■ Lesetext:
1 Grundsätze

  • Ob ein Vorstandsmitglied (in diesem Fall einer kirchlichen Stiftung) selbstständig oder abhängig beschäftigt ist, richtet sich nach dem Gesamtbild der Arbeitsleistung.
  • Im Falle einer abhängigen Beschäftigung besteht grundsätzlich Sozialversicherungspflicht.
  • Die Vorschriften über die Rentenversicherungspflicht von Vorstandsmitgliedern einer Aktiengesellschaft sind nicht entsprechend anzuwenden.

2 Der Fall

Das Vorstandsmitglied konnte weitgehend weisungsfrei handeln und seine Arbeitszeit selbst bestimmen. Es hatte sich verpflichtet, seine volle Arbeitskraft der Stiftung zur Verfügung zu stellen. Zu einzelnen zustimmungspflichtigen Geschäften musste der Vorstand zunächst die Einwilligung des Stiftungsrates einholen. Das Vorstandsmitglied erhielt eine jährliche Vergütung von 75.000 Euro und sonst keine Sonderleistungen. Die Vergütung wurde monatlich ausgezahlt. Im Krankheitsfalle hatte es einen Anspruch auf Vergütung für die Dauer von sechs Monaten. Es hatte einen jährlichen Urlaubsanspruch von 31 Tagen. Eine Abberufung war nur aus wichtigem Grund möglich.

Die beklagte Krankenkasse stellte mit Bescheid fest, dass Versicherungspflicht zur Sozialversicherung bestehe. Dagegen klagten das Vorstandsmitglied und die Stiftung mit der Begründung, dass das Vorstandsmitglied selbstständig tätig sei.

3 Die Entscheidung

Das LSG kam zu dem Ergebnis, dass eine abhängige Beschäftigung vorliegt.

Anhaltspunkte dafür sind eine Tätigkeit nach Weisung und die Eingliederung in die Arbeitsorganisation des Unternehmens. Maßgeblich sei das Gesamtbild der Arbeitsleistung, also ob die Merkmale für eine selbstständige oder unselbstständige abhängige Beschäftigung überwiegen.

■ Arbeitsauftrag A:
Beantworten Sie die folgenden Fragen zum Lesetext.
(i) Wie hoch war die jährliche Vergütung des Vorstandsmitglieds?
(ii) Wie viele Urlaubstage standen dem Vorstandsmitglied pro Jahr zu?
(iii) Zu welchem Ergebnis kam das LSG?
■ Arbeitsauftrag B: Zitieren Sie aus dem Lesetext wörtlich den Abschnitt, der mit „1 Grundsätze“ beginnt und mit „besteht grundsätzlich Sozialversicherungspflicht.“ endet.

■ Vorliegende Daten:
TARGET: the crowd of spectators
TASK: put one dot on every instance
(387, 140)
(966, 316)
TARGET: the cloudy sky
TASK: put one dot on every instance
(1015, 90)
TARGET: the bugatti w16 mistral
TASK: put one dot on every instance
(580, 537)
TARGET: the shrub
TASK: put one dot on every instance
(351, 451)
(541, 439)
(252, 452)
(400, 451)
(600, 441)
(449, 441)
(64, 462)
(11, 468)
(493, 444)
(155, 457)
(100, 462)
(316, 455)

■ Schriftliche Antwort A:
(i) 75.000 Euro
(ii) 31 Tage
(iii) Es liegt eine abhängige Beschäftigung vor.

■ Schriftliche Antwort B:
1 Grundsätze

  • Ob ein Vorstandsmitglied (in diesem Fall einer kirchlichen Stiftung) selbstständig oder abhängig beschäftigt ist, richtet sich nach dem Gesamtbild der Arbeitsleistung.
  • Im Falle einer abhängigen Beschäftigung besteht grundsätzlich Sozialversicherungspflicht.